Start The data

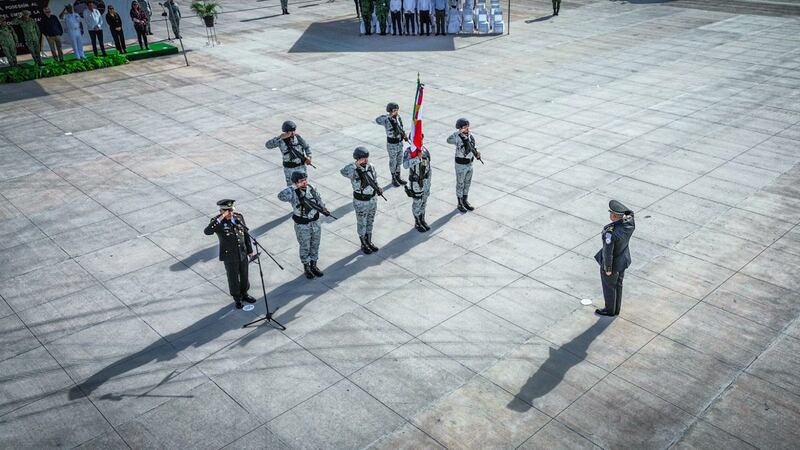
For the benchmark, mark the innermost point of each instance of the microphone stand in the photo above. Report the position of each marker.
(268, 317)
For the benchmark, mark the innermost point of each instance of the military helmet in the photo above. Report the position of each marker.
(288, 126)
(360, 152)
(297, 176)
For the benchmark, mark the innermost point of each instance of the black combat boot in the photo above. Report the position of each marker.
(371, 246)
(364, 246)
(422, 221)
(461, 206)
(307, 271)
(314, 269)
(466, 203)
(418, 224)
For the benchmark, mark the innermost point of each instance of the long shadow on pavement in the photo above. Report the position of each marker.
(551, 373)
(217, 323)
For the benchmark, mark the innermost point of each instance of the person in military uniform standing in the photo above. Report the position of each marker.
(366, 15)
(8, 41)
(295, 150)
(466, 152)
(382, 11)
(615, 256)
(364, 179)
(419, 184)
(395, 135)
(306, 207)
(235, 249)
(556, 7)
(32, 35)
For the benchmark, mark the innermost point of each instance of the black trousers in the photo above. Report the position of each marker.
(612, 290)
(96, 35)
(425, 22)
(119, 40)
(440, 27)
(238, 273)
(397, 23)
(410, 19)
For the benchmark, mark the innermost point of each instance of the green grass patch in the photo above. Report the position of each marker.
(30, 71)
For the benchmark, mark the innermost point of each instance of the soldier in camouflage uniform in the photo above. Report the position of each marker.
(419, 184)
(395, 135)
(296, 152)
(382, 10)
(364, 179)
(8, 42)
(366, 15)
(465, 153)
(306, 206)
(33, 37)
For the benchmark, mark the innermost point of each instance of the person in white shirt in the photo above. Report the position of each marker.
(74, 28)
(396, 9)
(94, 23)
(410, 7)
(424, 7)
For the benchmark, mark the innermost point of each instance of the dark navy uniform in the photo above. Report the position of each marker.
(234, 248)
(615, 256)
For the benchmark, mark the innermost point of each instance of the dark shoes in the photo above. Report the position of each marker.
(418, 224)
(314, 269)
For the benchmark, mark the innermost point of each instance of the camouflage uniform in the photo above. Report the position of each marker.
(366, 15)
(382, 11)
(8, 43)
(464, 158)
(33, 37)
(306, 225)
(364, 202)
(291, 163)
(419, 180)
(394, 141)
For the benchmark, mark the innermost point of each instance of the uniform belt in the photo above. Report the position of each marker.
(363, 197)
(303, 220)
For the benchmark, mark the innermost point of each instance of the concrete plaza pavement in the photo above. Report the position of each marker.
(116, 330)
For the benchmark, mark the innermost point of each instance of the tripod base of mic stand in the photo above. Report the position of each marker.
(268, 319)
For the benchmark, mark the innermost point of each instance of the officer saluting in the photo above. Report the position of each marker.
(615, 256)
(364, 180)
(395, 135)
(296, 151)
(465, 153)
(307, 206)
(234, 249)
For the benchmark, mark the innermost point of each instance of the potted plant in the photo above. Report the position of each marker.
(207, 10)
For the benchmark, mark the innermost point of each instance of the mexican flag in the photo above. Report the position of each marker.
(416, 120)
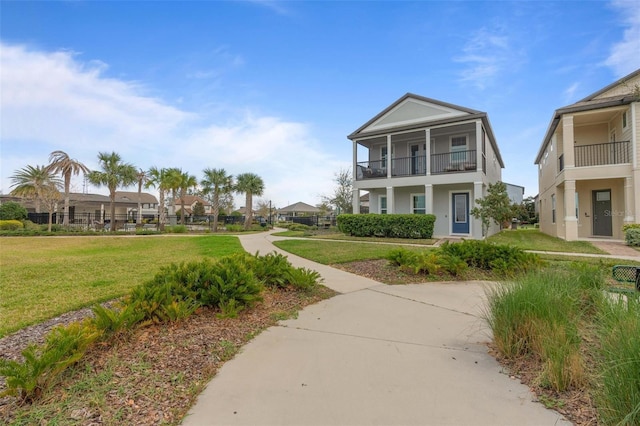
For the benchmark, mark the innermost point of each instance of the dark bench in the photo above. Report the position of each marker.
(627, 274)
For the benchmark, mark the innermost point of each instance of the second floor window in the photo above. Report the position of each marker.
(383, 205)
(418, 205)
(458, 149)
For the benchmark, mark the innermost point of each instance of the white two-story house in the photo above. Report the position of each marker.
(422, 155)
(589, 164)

End The data

◆ **What to do**: Copy all of the records above line for line without changing anything, and leave out the pictures.

◆ **Written reply**:
For the benchmark, mark the innermost point of each instance of the microphone stand in the photo above. Report the position of each marker.
(268, 317)
For the benchmark, mark the innermost point of each instance of the military helmet in the photo above. Report the position of each marker.
(288, 126)
(360, 152)
(297, 176)
For the benchmark, mark the innermost point of each instance of the black combat boot in the photo above. Report the position of each marker.
(371, 246)
(364, 246)
(422, 221)
(461, 206)
(307, 271)
(314, 269)
(466, 203)
(418, 224)
For the benchmark, mark the innermost point of each instance of the long shadow on pavement in the photo above. Report the position of each marker.
(551, 373)
(217, 323)
For the benchmark, mark the innermost point of each instance of the person in military uniform standing in the photo above. Report the position of each marker.
(366, 15)
(8, 41)
(295, 150)
(466, 152)
(382, 11)
(615, 256)
(364, 179)
(419, 184)
(395, 135)
(306, 207)
(235, 249)
(556, 7)
(32, 35)
For the benchmark, mark the innermost point of each instance of the black trousers in the photo above. Report the position of each marker.
(612, 290)
(96, 35)
(425, 22)
(119, 40)
(440, 27)
(238, 273)
(397, 23)
(410, 19)
For the benchmark, mark the innermost point of each instance of the green grass patch in the photo above. Report the position of each marker.
(30, 71)
For the benchmark, mark the innermost point of each instance of the soldier in camouflage uniform in the photo above. Report the position of each marker.
(419, 184)
(395, 135)
(296, 152)
(382, 10)
(364, 179)
(8, 42)
(366, 15)
(465, 153)
(306, 206)
(33, 37)
For the benchmark, mark the innermost point of each instance of the person in white shirt in the photo above. Report the position of each marker.
(74, 28)
(396, 9)
(94, 23)
(410, 7)
(424, 7)
For the benchmark, mark the innermost point of each instance of the dark navy uniform in the photo above. Report the position of each marker.
(234, 248)
(615, 256)
For the benchmark, mark the innermost point of each instance of the dark shoes in the photo above. Report the position of each marker.
(418, 224)
(314, 269)
For the benchmark, mark the innermost point of each instance of the camouflage uniform in the photo above. Report the position of each marker.
(366, 15)
(382, 11)
(8, 43)
(464, 158)
(33, 37)
(306, 225)
(364, 202)
(291, 163)
(419, 180)
(394, 141)
For the benchmark, mark the innermost point of each instance of the uniform belt in the photo above. Report the position of each marker.
(363, 197)
(303, 220)
For the benchmark, mark the innermost point of each instance of the concrete plaza pavement in the photo above. Report the position of each marker.
(116, 330)
For the benchmark, mark the innermost point of each instance of the tripod base of mic stand in the photo above. Report the position of each marker.
(268, 319)
For the benchmark, mark the innermost point of each instance of the officer saluting in the photo above. Report the position of each marker.
(615, 256)
(364, 180)
(395, 135)
(296, 151)
(465, 153)
(307, 206)
(234, 249)
For the benchmark, mark the innermost point of each instance of the potted plant in the photo above. Report the position of each marker.
(207, 10)
For the benchmark, mark the innermost point of each instance of the mexican flag in the photo above. Report the position of each marker.
(416, 120)
For the benchmark, mark the innermost point of each instance of the dark bench in the photo above. Report the position of each marker.
(627, 274)
For the benchmark, mark the innermost point of each instance of the second floor window in the photo above. Report the position of each marker.
(383, 205)
(418, 205)
(458, 149)
For the benchmark, mark the innermost point of each instance of the white two-story house in the photo above. Report the position of each marker.
(422, 155)
(589, 164)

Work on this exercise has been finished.